╭─ INPUT MATERIAL

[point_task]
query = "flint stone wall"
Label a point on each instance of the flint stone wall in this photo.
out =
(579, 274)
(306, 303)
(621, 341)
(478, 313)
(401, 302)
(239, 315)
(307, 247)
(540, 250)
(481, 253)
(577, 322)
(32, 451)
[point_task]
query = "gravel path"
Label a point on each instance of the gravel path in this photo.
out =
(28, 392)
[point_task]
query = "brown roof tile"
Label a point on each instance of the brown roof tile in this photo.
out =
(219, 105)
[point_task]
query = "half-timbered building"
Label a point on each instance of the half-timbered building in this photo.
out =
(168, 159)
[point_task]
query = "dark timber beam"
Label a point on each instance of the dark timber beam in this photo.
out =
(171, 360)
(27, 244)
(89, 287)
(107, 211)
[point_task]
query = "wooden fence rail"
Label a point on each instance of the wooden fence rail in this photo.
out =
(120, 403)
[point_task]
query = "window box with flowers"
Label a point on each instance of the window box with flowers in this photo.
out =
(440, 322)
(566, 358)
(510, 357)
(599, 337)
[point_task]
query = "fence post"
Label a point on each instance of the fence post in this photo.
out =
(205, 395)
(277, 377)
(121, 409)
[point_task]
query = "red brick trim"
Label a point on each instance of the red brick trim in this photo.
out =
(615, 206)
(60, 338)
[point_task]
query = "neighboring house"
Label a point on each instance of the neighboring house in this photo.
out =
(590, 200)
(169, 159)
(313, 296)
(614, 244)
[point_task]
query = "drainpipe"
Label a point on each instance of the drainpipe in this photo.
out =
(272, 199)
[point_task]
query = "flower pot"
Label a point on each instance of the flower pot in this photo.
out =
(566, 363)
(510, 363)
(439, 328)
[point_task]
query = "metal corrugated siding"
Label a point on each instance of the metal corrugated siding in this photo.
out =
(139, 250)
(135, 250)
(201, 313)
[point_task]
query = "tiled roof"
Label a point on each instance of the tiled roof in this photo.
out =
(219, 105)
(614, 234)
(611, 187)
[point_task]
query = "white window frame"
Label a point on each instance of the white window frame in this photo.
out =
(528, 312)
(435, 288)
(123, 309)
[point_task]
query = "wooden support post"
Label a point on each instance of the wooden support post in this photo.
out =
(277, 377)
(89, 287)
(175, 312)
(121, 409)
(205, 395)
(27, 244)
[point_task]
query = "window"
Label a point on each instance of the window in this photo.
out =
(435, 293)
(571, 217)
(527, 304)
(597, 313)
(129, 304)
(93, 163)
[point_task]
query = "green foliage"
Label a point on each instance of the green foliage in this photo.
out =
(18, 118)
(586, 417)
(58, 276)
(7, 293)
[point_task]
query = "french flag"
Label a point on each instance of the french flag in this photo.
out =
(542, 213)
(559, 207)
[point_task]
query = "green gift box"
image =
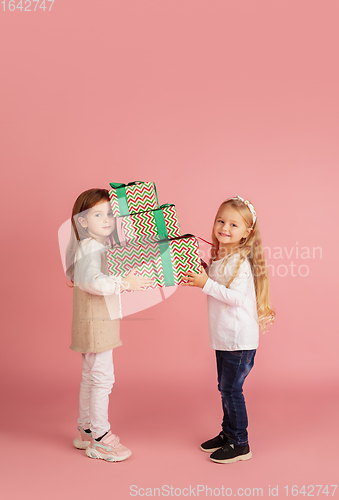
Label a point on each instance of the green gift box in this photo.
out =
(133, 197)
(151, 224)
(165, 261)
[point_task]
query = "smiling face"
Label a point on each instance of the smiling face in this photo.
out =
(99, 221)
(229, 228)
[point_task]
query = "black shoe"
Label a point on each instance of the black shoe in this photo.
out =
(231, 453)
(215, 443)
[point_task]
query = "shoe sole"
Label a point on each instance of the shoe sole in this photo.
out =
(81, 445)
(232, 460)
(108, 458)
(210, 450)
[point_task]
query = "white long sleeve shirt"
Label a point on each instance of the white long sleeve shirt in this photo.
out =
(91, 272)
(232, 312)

╰─

WHAT YOU HAVE TO DO:
Give back the material word for word, without images.

SOLUTION TO THIS TASK:
[point_task]
query = "flint stone wall"
Label a point on each instance of the flint stone wall in this photo.
out =
(579, 274)
(306, 303)
(621, 341)
(478, 313)
(401, 302)
(239, 315)
(307, 247)
(540, 250)
(481, 253)
(577, 322)
(32, 451)
[point_task]
query = "gravel path"
Label a point on each instance of the gravel path in this photo.
out =
(28, 392)
[point_task]
query = "brown roof tile"
Label a point on each instance of the brown roof tile in this photo.
out =
(219, 105)
[point_task]
query = "half-timbered building"
Label a point on each instance of the half-timbered building in this photo.
out =
(168, 159)
[point_task]
query = "dark timber beam"
Label a point on each instance of the dark timber beam in this photo.
out =
(171, 360)
(27, 244)
(89, 287)
(107, 211)
[point_task]
query = "wooden fence rail"
Label a point on each instance of the wooden fence rail in this photo.
out =
(120, 403)
[point_task]
query = "window box with flowers"
Label a point on each instance of the window box with flowers in this photo.
out =
(440, 322)
(566, 358)
(510, 357)
(599, 337)
[point_task]
query = "fence post"
Label a point on each instance of the fence post in this photo.
out =
(205, 395)
(277, 377)
(121, 409)
[point_task]
query = "red brick trim"
Label a point on each instance of the red brick trim in this photo.
out =
(615, 206)
(60, 338)
[point_task]
query = "neighboring house"
Label a point on each instance of the neighboring house in this photo.
out =
(590, 200)
(169, 159)
(313, 296)
(614, 244)
[point_task]
query = "drainpipe"
Label a point on each instance of the drainpipe in this photo.
out =
(272, 199)
[point_task]
query = "flower pot"
Label a point on each instance of the flower pot in this photo.
out =
(566, 363)
(510, 363)
(439, 328)
[point_task]
query = "metal corrugated siding"
Label a point on each instance of the metal corrugated siding in this photo.
out =
(139, 250)
(135, 250)
(201, 313)
[point_task]
query = "tiled roof"
Label a point on each instance of the tiled roof in this photo.
out =
(219, 105)
(614, 234)
(611, 187)
[point_task]
query = "white window frame"
Label a point on each instance of the white window frame in this photo.
out =
(528, 312)
(435, 288)
(123, 309)
[point_task]
query = "wooden support post"
Label a point on each instance of the wooden support post in this photo.
out =
(277, 377)
(89, 287)
(175, 312)
(121, 409)
(205, 395)
(27, 244)
[point_task]
query = "window"
Label a point on each instance of the window in this photo.
out =
(435, 293)
(571, 217)
(527, 304)
(597, 313)
(129, 304)
(93, 163)
[point_task]
query = "green foliage"
Label a point on each instance of the green foliage in this photo.
out =
(18, 118)
(586, 417)
(58, 276)
(7, 293)
[point_task]
query = "french flag"
Label a point on each instance of the french flag in this photo.
out =
(542, 213)
(559, 207)
[point_task]
query = "green gift box"
image =
Label a point on each instance of the green gift box in this photo.
out =
(133, 197)
(151, 224)
(165, 261)
[point_task]
query = "smiling face"
Label a point on each instance of the smiling face in this photo.
out =
(99, 221)
(229, 228)
[point_task]
query = "black shoe"
Label a point on each instance of the black shoe in this photo.
out =
(231, 453)
(215, 443)
[point_task]
query = "shoe sole"
Label a point on each instance of the shoe sole in this photo.
out =
(81, 445)
(232, 460)
(108, 458)
(210, 450)
[point_task]
query = "white long sleeve shirt"
Label a point on each instance of the white long sleeve shirt in this photo.
out =
(91, 272)
(232, 312)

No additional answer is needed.